DOCUMENT SEGMENT:
--------------------------------
This is a third higher than last quarter and has boosted year-to-date volumes to 1.7 million sq ft. 

In terms of general trends, demand from occupiers remains focused on space in the city centre accounting for 72% of take-up with Dublin 2 the dominant sub-geography.

In terms of size, the most active category remains sub-10,000 sq ft, accounting 61% of deals. There were 3 deals greater than 50,000 sq ft this quarter, and the largest letting was Grant Thornton at 13-18 City Quay (110,000 sq ft).  

Technology, Media and Telecommunications (TMT) companies continue to drive demand, accounting for 32% of deals. This includes lettings to Intercomm, Google, MTT, Voxpro and Oracle in the last three months.

On the supply side, there is currently available, there is 4.2 million sq ft of space under construction across the city centre and suburbs, which will be delivered in the next 3 years. 34% of this is currently pre-let. This includes Capital Dock (310,000 sq ft), Bolands Quay (200,000 sq ft), Number One Ballsbridge (135,00 sq ft), 1 WML (120,000 sq ft), 10 Molesworth (115,000 sq ft), Velasco (50,000 sq ft), 5 Harcourt Road (50,000 sq ft) and 21 Charlemont (37,000 sq ft).
--------------------------------
DATA EXCERPTS:
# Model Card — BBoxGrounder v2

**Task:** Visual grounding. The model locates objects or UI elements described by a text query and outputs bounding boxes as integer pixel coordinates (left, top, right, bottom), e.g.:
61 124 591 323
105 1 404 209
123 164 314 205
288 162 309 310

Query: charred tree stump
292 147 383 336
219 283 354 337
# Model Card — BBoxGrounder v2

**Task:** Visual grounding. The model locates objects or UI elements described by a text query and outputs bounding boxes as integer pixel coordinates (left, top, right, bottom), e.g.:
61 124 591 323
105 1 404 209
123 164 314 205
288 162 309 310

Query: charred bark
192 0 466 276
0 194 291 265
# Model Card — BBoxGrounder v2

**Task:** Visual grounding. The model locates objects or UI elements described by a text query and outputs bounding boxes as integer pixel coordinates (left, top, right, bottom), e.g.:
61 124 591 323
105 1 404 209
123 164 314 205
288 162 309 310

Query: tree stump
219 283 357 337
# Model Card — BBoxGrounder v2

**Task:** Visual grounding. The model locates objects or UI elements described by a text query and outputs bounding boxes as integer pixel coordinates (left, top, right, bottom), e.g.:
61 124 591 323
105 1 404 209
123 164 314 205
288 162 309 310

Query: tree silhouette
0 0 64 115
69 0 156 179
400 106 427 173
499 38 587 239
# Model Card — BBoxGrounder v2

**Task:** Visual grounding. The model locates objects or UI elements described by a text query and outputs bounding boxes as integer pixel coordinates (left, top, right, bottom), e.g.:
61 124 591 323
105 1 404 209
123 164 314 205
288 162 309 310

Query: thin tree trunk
--------------------------------
TASK: Write what comes next in the Dublin office market report, picking up after its list of schemes under construction.

ANSWER TO THIS PROBLEM:
Prime rents remain steady at €60 per sq ft, although there is evidence of quoting rents at €65 per sq ft. This is for new buildings in the city centre and there have only been a limited number of deals that have achieved this rental level. 

Associate Director and Head of Research, Hannah Dwyer said, "It is positive to see the strong level of demand for office space continue, with an increase in take-up activity in Q3. With over 600,000 sq ft of space reserved for Q4, we are expecting that 2016 will be another strong year for the Dublin office market, and if all deals that are reserved sign before the year-end, we could see total volumes for 2016 achieve similar levels to 2015 of 3 million sq ft."

She added, "On the supply side, the vacancy rate remains tight, particularly in core locations and for prime space. More supply will become available in 2017 as some of the key pipeline schemes that are currently under construction are delivered. We have still not seen a new available office building complete in Dublin, with all schemes delivered to date, pre-let before completion."